También hay quienes creen que el pan sacramental o la hostia se convierten literalmente en el cuerpo de Cristo y que el vino sacramental se convierte literalmente en su sangre a través de la transubstanciación. A pesar de las buenas intenciones, intercambiar lo figurativo o alegórico con lo literal puede causar confusión y contención, e incluso puede llevar a la incredulidad y la apostasía, ya que los símbolos llevan a uno lejos de su uso previsto y de lo que estaban destinados a enseñar. La Traducción de José Smith del Nuevo Testamento explica el pan y el agua como símbolos, y Jesús vincula su sacrificio como un cumplimiento de la concepción del sacrificio y la Pascua en el Antiguo Testamento en la forma del Cordero de Dios.

En este sentido, el significado de los símbolos no es necesariamente intrínseco al símbolo y requiere la aplicación del contexto adecuado para comprender el verdadero significado detrás del símbolo. Por ejemplo, si yo escribiera en la pizarra las letras m-u-t-t-e-r, la mayoría de los hablantes de inglés asociarían inmediatamente ese símbolo con quejarse y murmurar. Sin embargo, si fueras un hablante nativo de alemán, asociarías inmediatamente ese mismo símbolo con “Madre—Mutter”. Por lo tanto, el contexto adecuado es crucial para comprender la intención del significado, y descifrar símbolos puede ser todo un desafío con el Antiguo Testamento.

Un ejemplo de cómo los símbolos se desarrollan en una variedad de circunstancias se puede ver en la tribu Ndembu en Zambia, un pueblo que ni lee ni escribe. Viven en una zona donde sus aldeas están protegidas por vegetación densa. Para mantenerse, abandonan sus hogares en la jungla para ir a cazar en la llanura de la sabana con su hierba alta, donde se alimentan los antílopes y otros animales. A veces, localizar a su presa requiere que se alejen un poco de la entrada familiar a sus hogares en la selva. Para asegurarse de no perder nunca el camino, hacen marcas en las ramas y árboles. En su idioma, estas marcas se llaman “símbolos”, y están destinadas a mostrar el camino de regreso a casa.

- **Información proporcionada**:
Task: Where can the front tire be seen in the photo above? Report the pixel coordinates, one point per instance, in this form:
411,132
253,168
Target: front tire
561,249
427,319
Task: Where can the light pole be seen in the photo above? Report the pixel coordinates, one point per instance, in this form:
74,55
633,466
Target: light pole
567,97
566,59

- **Lista de tareas**:
1 > Reproduce sin ningún cambio el fragmento del texto sobre los símbolos que comienza en "Un ejemplo de" y termina en "regreso a casa.".
2 > Responde estas preguntas según el texto sobre los símbolos:
(a) ¿Qué letras se escriben en la pizarra en el ejemplo?
(b) ¿En qué país vive la tribu Ndembu?
(c) ¿Qué nombre reciben, en el idioma de los Ndembu, las marcas que hacen en las ramas y los árboles?
Los registros no tienen ningún papel en esto.

- **Resultados ordenados**:
1 >
Un ejemplo de cómo los símbolos se desarrollan en una variedad de circunstancias se puede ver en la tribu Ndembu en Zambia, un pueblo que ni lee ni escribe. Viven en una zona donde sus aldeas están protegidas por vegetación densa. Para mantenerse, abandonan sus hogares en la jungla para ir a cazar en la llanura de la sabana con su hierba alta, donde se alimentan los antílopes y otros animales. A veces, localizar a su presa requiere que se alejen un poco de la entrada familiar a sus hogares en la selva. Para asegurarse de no perder nunca el camino, hacen marcas en las ramas y árboles. En su idioma, estas marcas se llaman “símbolos”, y están destinadas a mostrar el camino de regreso a casa.

2 >
(a) Las letras m-u-t-t-e-r.
(b) En Zambia.
(c) Se llaman "símbolos".